Exercices
(a) Selon la critique du film de Del Toro, dans quel film des frères Coen Stuhlbarg était-il parfait ?
(b) Poursuivez la critique du film de Del Toro à la suite de sa dernière phrase.

Extrait
——

Hoffstetler, de son vrai nom Dimitri, est plus ambigu. S'il a beaucoup de ce qui renvoie au cliché de l'espion de l'est, il n'est pas un fervent admirateur de sa propre mission, et se rebelle même lorsque on lui intime l'ordre de supprimer la créature. Il est joué dans un mélange de drame et de comédie par Stuhlbarg, qui était parfait dans le film A serious man, des frères Coen. Giles, le laissé pour compte qui partage plus ou moins le quotidien d'Elisa (Et qui est le narrateur du film), est non seulement un ancien alcoolique qui tente de se raccrocher sans succès à son métier d'artiste peintre (et qui doit affronter la mise au rebut de son art, puisque les publicités qu'il peignait auparavant sont désormais effectuées par des photographes), mais aussi un homosexuel solitaire: sa seule tentative dans ce sens, lorsqu'il tente d'établir un contact avec le patron d'un établissement qu'il fréquente, sera un échec, immédiatement suivi d'une scène durant laquelle l'homme en question demande à des clients potentiels noirs de quitter les lieux... Enfin Zelda (Octavia Spencer), la meilleure amie d'Elisa sur son lieu de travail est une forte femme, mariée (à un bon à rien, dit-elle) et noire (elle doit subir les remarques acerbes de Strickland) mais elle est surtout la voix d'un bon sens largement accompagné de résignation: non, décidément, dans l'Amérique de 1961, il n'est pas aisé d'être différent... Quelle que soit la différence.
Del Toro adopte dès le début un style fait de nombreux plans-séquences surtout dans les scènes d'exposition qui nous donnent l'impression d'assister à la cohabitation impossible de plusieurs mondes: la première "rencontre" entre Elisa et l'amphibien, par exemple, est un long plan durant lequel nous voyons bien de quelle façon le microcosme du laboratoire fonctionne, avec d'un côté les fonctionnaires, de l'autres les femmes de ménage qui leur semblent invisible, et au milieu, un coffre mystérieux qui attire l'oeil d'Elisa... Car l'essentiel du film, bien que raconté par Giles, est le développement de son point de vue à elle, et c'est une différence qui s'établit entre le film et l'un des ses modèles, The creature from the black lagoon (un film que je ne peux m'empêcher de considérer comme très, très moyen...).

——

Données fournies
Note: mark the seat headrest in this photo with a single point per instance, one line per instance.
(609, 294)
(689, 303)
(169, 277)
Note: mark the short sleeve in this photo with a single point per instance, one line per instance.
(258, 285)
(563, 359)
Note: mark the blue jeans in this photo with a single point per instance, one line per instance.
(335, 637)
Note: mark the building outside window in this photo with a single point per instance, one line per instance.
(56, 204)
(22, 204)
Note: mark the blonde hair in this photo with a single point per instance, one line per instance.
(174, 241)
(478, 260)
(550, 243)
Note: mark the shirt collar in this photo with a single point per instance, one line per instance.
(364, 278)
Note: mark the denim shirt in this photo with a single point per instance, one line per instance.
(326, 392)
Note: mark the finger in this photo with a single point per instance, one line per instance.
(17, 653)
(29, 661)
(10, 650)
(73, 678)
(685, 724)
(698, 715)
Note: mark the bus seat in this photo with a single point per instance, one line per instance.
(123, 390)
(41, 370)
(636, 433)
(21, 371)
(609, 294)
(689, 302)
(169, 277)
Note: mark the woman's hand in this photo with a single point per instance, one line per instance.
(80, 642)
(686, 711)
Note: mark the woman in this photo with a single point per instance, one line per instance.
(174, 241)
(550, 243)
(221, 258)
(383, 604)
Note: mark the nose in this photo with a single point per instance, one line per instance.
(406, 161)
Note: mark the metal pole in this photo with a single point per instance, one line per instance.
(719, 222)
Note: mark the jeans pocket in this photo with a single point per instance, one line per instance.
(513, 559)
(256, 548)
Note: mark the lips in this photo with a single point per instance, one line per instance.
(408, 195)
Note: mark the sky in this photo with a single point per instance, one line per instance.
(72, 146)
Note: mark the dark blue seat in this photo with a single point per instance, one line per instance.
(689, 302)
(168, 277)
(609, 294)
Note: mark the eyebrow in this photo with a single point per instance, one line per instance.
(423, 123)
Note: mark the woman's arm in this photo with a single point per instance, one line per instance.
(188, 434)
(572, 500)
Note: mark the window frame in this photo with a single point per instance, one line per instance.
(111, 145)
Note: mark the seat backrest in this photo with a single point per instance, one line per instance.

——

Réponses par exercice
(a) A serious man

(b)
Si on peut sans aucun problème, et je pense que c'est totalement assumé, considérer le cas de chaque personnage secondaire, de Strickland à Zelda comme une exploitation d'une série de clichés savamment intégrés, Elisa échappe à cette classification. On le doit bien sûr à Del Toro, mais surtout à Sally Hawkins, la fantastique actrice Britannique qui joue le rôle: différente, Hawkins n'a pas la beauté de princesse qu'un casting Disney aurait immanquablement recherché. Ca ne l'empêche ni d'être belle, bien sûr, ni de vampiriser l'écran. Le tout début du film nous attache à elle en nous détaillant sa vie quotidienne dans toute sa banalité: son réveil peu glamour sur un canapé trop petit, ses ablutions, son petit déjeuner, sa solitude, sa promiscuité avec Giles... Et son envie d'autre chose, un romantisme exprimé de multiples façons, notamment par son goût pour la comédie musicale (elle fait des claquettes dans un couloir vide) et par le rêve qu'elle fait en guise de prélude au film: elle dort, en suspension dans l'eau, au dessus de son canapé... Ce rôle muet et chorégraphié va loin, et "l'amitié"/amour qu'elle va éprouver pour la créature va n'être platonique qu'un temps... Car la jeune femme nous a inclus dans son quotidien, et nous savons que son romantisme n'est pas dénué de l'envie d'une vie sexuelle: ce qui va provoquer deux scènes de rapprochement audacieuses, et d'une grande beauté formelle. Littéralement, d'ailleurs, elle va accomplir son rêve. Et surtout, elle va trouver en l'étrange amphibien (dont Del Toro nous montre qu'il a effectivement des pouvoirs, mais ceux-ci ont le bon goût de ne pas prendre toute la place) une personne qui l'écoute (paradoxalement) et dont elle va prendre en charge l'éducation...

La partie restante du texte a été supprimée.